DATA LISTING:
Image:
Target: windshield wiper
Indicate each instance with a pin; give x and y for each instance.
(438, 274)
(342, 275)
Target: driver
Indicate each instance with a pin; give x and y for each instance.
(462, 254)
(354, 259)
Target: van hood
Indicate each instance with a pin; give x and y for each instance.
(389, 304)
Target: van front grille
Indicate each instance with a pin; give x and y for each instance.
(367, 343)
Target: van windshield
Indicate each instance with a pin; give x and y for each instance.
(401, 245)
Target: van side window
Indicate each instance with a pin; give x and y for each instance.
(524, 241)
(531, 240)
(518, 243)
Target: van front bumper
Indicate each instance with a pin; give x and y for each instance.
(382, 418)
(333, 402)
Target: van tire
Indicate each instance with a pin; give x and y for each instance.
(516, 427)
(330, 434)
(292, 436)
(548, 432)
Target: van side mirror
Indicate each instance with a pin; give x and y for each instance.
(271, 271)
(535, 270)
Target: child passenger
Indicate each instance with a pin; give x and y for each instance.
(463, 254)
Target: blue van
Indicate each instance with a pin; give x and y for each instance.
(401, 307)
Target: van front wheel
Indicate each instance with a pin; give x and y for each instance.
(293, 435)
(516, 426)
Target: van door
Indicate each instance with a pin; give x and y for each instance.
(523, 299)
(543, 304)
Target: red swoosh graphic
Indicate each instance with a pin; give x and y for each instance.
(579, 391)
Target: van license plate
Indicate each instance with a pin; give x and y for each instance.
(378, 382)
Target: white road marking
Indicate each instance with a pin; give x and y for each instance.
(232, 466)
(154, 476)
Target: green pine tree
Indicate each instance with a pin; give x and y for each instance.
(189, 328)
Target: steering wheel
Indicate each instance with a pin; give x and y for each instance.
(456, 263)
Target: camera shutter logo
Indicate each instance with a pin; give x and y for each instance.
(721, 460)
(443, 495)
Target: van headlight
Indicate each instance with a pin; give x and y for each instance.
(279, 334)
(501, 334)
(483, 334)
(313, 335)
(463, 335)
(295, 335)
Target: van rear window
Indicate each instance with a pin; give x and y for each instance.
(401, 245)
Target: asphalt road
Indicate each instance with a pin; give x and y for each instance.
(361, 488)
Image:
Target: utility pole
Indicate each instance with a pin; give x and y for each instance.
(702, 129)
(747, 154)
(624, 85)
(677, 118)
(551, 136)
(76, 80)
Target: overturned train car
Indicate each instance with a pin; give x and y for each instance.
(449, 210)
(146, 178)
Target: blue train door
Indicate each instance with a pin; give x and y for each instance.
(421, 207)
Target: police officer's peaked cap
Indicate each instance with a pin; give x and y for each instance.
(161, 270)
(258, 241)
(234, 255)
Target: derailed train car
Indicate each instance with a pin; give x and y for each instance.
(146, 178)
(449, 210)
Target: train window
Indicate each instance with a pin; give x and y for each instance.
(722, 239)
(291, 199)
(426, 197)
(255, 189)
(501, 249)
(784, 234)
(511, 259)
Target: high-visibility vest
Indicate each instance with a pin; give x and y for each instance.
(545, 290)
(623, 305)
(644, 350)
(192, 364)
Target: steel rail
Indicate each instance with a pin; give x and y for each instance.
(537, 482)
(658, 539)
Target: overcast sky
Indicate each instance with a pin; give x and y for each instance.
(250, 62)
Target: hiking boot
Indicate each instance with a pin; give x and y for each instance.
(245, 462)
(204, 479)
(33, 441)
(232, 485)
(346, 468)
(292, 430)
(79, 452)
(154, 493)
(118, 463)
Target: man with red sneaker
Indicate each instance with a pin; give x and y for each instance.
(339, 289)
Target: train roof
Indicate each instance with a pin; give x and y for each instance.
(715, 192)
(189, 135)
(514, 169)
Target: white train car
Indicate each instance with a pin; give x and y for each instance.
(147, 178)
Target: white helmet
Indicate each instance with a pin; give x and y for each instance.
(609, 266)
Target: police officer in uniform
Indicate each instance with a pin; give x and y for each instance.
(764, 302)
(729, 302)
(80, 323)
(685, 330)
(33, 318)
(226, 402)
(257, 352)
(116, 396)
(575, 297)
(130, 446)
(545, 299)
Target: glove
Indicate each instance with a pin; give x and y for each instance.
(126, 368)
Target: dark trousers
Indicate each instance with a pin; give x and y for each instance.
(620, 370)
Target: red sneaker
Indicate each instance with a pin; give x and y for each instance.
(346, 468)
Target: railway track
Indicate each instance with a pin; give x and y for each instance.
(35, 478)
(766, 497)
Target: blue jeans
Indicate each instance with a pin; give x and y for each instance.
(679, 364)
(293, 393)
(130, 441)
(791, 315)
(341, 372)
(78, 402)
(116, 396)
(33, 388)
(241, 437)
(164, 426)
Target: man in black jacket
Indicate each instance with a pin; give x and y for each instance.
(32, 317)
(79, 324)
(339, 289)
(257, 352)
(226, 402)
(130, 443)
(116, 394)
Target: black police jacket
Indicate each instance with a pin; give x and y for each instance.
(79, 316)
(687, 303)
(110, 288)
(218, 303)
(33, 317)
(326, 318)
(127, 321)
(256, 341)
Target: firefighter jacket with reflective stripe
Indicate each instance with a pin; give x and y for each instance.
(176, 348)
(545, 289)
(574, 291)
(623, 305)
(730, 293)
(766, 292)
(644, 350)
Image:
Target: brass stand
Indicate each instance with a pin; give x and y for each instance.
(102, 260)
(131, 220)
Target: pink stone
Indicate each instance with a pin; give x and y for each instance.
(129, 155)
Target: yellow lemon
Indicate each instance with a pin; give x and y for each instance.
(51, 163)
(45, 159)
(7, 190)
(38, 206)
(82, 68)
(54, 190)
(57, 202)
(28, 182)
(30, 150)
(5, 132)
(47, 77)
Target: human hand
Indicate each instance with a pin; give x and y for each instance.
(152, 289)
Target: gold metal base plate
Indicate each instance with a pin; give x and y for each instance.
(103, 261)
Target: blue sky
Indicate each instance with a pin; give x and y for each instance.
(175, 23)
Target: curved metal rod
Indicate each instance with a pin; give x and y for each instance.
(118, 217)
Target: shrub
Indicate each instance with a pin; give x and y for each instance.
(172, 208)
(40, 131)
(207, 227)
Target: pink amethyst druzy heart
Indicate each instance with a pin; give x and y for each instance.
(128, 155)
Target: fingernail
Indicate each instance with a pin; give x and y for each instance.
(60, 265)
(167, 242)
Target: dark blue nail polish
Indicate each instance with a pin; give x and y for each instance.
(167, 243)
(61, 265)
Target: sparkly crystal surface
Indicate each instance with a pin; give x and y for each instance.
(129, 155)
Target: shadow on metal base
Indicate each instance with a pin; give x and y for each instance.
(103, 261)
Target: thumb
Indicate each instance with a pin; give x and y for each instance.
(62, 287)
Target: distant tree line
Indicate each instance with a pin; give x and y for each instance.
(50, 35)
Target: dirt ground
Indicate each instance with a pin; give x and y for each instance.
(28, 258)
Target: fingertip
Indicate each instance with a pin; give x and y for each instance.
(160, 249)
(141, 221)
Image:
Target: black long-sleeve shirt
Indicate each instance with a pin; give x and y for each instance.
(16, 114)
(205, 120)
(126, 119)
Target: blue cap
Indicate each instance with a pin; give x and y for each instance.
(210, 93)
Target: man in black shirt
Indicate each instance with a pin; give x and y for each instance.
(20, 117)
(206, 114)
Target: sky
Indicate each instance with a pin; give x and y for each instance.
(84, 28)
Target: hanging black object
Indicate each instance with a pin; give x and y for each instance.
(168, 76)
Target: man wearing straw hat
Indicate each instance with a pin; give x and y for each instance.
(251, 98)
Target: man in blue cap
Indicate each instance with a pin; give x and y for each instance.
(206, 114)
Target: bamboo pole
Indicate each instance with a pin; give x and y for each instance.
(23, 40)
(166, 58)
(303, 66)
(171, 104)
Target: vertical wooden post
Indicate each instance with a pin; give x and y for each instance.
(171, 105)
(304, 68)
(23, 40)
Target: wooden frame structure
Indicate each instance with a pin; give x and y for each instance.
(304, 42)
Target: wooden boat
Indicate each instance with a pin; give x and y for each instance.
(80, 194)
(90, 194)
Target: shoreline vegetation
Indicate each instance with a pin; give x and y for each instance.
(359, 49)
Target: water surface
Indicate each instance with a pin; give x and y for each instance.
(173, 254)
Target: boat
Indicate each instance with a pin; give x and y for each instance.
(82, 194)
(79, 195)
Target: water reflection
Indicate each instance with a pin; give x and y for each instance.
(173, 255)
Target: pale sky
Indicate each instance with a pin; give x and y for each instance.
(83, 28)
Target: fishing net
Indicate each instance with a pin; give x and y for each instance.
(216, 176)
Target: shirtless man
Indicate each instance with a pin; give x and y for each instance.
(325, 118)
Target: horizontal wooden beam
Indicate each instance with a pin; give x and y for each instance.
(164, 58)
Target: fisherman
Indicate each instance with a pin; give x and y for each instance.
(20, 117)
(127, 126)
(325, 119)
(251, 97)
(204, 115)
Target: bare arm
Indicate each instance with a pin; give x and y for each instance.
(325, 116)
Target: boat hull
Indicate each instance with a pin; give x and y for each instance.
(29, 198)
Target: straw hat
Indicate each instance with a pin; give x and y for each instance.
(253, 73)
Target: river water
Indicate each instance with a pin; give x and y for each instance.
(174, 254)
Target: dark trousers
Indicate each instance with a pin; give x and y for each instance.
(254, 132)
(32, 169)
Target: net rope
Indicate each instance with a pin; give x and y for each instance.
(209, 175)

PROBLEM DESCRIPTION: Where a line of the listing holds the string "window", copy that line.

YOUR SOLUTION:
Target: van side window
Target: van rear window
Target: train window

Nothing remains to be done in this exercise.